EXERCISES:
• 1. Retype the part of the drinking warning signs list between "5. Dr. Jekyll/Mr." and "to hear it.", inclusive.
• 2. Give the headings of all the numbered signs in the drinking warning signs list.
• 3. In the drinking warning signs list, how much does the late night Pizza Hut order cost?

TEXT SEGMENT:
1. You show up and he’s randomly drinking
This could be the most obvious sign or the easiest thing to overreact to—people drink at home, it doesn’t always mean that the drinker is a blackout mess, but if you make plans to hang with this guy and when you get there he’s three quarters of the way done with a bottle of wine he cracked open a couple hours ago, it may be a regular thing.
2. All of a sudden, you two are on very different pages
You’re pretty sure that you’ve been drinking at the same pace all night but all of a sudden, he’s very, very drunk. And this is a dude that can normally drink everyone else under the table. I’m going to go ahead and guess that you joined him at the tail end of a day of drinking or that he’s been popping pills to handle his hangovers.
3. He’s broke… except he’s not
He doesn’t take you out to fancy dinners because it’s out of his price range, but if you suggest that the two of you hit the bars, he’ll pick up tabs all night. His favorite jeans have a hole in the ass and his sneakers are rotted out but you drink top shelf and gorge yourselves on a late night $80 Pizza Hut order, his treat. There’s plenty of cash to keep the party going, know what I’m saying?
4. He ruins events
Drunks usually drink to knock out their nerves and weddings, family reunions and the holidays bring out the social dreads in all of us. An open bar plus a meal made entirely of apps equals a completely embarrassing display that’s so bad that, rather than harp on it, you just forgive and choose to never speak of it again.
5. Dr. Jekyll/Mr. Hyde
Your girlfriend’s are obsessed with him when he’s sober—the nicest guy ever, he’s totally perfect for you—but after the last couple of times you all drank together, they’re not so sure. He was kind of nodding off and when you tried to wake him up, he called you fat and told everybody to shut up. He laughed and apologized right after, he was clearly shitfaced, but it was super uncomfortable.
6. He doesn’t take care of himself
He eats like a fourteen-year-old homeless boy with an expense account at 7/11. He has a beard but it’s completely by default—he wakes up too late to shave most days. His apartment is Katrina. Like, it’s the actual hurricane. He MAY have mentioned something about his car insurance being lapsed but you chose not to hear it.
7. He pukes when he drinks
Hey! This is not normal after a certain age. You should be puking from drinking maybe once every three years and because of like, a combination of motion sickness and you haven’t had a drink in months and of course you were going to have a Mai Tai on your first cruise. If he pukes when he drinks, it’s because his body is like, “No, I can’t do this anymore. Enough of this shit.”

Point localization data:

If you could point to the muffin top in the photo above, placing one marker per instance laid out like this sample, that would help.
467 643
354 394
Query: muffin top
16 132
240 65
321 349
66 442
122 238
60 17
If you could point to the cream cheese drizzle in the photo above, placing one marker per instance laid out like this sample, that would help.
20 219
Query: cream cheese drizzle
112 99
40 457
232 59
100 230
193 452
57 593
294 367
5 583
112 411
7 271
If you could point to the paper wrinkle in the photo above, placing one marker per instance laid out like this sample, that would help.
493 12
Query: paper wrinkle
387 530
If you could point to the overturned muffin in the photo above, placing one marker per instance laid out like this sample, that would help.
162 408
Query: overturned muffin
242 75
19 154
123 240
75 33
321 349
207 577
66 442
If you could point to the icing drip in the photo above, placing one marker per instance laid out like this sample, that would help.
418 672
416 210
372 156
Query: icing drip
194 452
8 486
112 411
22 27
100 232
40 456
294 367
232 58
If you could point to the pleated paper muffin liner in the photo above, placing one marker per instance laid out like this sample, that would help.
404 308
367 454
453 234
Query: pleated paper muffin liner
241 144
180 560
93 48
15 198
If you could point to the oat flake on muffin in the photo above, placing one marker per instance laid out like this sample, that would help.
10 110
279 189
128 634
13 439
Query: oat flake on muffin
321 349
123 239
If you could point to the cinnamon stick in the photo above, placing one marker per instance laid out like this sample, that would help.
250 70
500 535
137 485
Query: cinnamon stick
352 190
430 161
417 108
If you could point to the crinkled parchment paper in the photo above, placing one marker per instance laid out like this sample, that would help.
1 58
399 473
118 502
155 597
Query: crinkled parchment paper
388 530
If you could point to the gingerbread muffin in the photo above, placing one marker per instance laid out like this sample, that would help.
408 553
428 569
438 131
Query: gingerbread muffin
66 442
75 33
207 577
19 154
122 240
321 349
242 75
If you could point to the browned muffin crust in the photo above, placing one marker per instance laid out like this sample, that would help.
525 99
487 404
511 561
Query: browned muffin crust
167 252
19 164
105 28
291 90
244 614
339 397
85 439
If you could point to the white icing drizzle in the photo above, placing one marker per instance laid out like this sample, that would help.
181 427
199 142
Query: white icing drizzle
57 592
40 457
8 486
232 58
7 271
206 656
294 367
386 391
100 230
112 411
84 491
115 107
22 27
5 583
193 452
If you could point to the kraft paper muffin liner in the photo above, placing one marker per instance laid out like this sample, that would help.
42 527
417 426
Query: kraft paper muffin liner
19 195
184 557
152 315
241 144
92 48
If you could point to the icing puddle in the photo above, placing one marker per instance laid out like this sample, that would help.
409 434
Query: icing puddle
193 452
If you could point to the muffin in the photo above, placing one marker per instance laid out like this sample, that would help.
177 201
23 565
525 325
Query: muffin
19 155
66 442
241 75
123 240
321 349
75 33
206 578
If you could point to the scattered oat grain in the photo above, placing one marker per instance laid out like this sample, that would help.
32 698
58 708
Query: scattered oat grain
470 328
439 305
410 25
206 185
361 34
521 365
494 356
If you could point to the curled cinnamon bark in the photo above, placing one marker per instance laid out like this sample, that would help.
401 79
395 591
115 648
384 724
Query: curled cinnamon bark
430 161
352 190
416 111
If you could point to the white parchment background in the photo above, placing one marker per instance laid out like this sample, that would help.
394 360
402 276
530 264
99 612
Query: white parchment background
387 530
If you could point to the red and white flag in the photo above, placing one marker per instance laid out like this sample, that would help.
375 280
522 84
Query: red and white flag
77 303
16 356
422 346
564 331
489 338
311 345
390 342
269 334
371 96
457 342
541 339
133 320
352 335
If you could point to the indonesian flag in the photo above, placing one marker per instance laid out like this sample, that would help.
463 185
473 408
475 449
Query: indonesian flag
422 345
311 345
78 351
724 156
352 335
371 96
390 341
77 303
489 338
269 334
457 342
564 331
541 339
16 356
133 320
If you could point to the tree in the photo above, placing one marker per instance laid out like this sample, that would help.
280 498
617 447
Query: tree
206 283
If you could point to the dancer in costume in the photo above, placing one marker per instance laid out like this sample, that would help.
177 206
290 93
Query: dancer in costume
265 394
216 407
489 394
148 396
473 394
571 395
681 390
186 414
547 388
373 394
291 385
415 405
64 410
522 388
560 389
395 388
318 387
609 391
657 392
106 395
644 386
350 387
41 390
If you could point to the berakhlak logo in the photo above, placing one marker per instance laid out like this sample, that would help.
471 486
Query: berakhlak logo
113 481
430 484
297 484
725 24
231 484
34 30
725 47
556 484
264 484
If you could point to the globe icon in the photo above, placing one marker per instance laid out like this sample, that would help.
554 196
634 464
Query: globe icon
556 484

ANSWERS TO THE TASKS:
• 1.
5. Dr. Jekyll/Mr. Hyde
Your girlfriend’s are obsessed with him when he’s sober—the nicest guy ever, he’s totally perfect for you—but after the last couple of times you all drank together, they’re not so sure. He was kind of nodding off and when you tried to wake him up, he called you fat and told everybody to shut up. He laughed and apologized right after, he was clearly shitfaced, but it was super uncomfortable.
6. He doesn’t take care of himself
He eats like a fourteen-year-old homeless boy with an expense account at 7/11. He has a beard but it’s completely by default—he wakes up too late to shave most days. His apartment is Katrina. Like, it’s the actual hurricane. He MAY have mentioned something about his car insurance being lapsed but you chose not to hear it.

• 2.
1. You show up and he's randomly drinking
2. All of a sudden, you two are on very different pages
3. He's broke… except he's not
4. He ruins events
5. Dr. Jekyll/Mr. Hyde
6. He doesn't take care of himself
7. He pukes when he drinks

• 3. $80